[Task statement] Leave out the pictures and repeat everything else in the records exactly.

[Data to use]
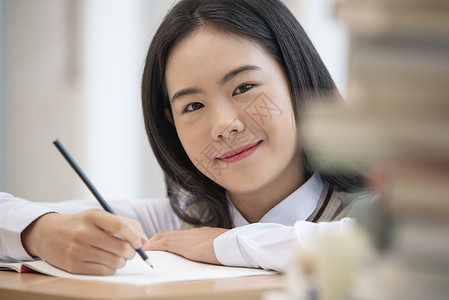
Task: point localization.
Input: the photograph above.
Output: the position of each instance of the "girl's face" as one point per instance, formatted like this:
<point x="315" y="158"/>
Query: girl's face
<point x="232" y="110"/>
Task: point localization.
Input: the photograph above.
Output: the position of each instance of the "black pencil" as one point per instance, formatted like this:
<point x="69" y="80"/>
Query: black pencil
<point x="94" y="191"/>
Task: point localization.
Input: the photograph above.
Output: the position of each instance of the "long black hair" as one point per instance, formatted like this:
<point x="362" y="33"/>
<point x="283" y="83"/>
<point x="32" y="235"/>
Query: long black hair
<point x="271" y="25"/>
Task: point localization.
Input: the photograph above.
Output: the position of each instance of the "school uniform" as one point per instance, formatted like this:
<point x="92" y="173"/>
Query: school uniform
<point x="297" y="220"/>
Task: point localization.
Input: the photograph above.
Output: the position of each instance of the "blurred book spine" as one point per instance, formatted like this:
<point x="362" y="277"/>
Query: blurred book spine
<point x="395" y="121"/>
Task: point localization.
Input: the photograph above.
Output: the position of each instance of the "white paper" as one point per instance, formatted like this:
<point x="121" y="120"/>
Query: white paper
<point x="168" y="267"/>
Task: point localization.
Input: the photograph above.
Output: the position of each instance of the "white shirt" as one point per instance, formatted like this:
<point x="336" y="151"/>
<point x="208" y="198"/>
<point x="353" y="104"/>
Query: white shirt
<point x="267" y="244"/>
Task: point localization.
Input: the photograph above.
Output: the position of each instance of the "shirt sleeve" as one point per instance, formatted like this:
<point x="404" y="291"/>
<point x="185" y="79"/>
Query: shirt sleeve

[Exercise result]
Task: point localization.
Input: the photograph above.
Output: the position of each instance of the "girl's face" as one point per instance, formatted like this:
<point x="315" y="158"/>
Query: girl's face
<point x="232" y="110"/>
Task: point localization.
Input: the photograph above.
Output: the position of each instance of the "black pencil" as one point per instance, formatted like this:
<point x="69" y="80"/>
Query: black pencil
<point x="94" y="191"/>
Task: point localization.
Input: the photograph above.
Output: the position of each instance of the "long black hair" as one point per instance, formatted like this:
<point x="362" y="33"/>
<point x="283" y="83"/>
<point x="32" y="235"/>
Query: long black hair
<point x="271" y="25"/>
Task: point localization.
Input: the photograph above.
Output: the position of each instance of the "school uniform" as one point per instance, formatted like this:
<point x="92" y="173"/>
Query: school uniform
<point x="297" y="220"/>
Task: point localization.
Input: the photograph above.
Output: the position of each instance of the "blurred book spine" as one point per instance, formatted like this:
<point x="362" y="277"/>
Query: blurred book spine
<point x="395" y="121"/>
Task: point localization.
Input: the photograph above.
Output: the position of each instance of the "white paper" as one point per instance, formatted like this:
<point x="121" y="120"/>
Query: white paper
<point x="168" y="267"/>
Task: point localization.
Input: the photograph above.
Output: the position of each instance of the "white shirt" as one point per instance, formatted like this:
<point x="336" y="151"/>
<point x="208" y="198"/>
<point x="353" y="104"/>
Query: white shirt
<point x="267" y="244"/>
Task: point localization.
Input: the photograph above.
Output: the position of each instance of the "shirt sleeve" as one point per instance, formatted like this:
<point x="404" y="291"/>
<point x="185" y="79"/>
Query: shirt sleeve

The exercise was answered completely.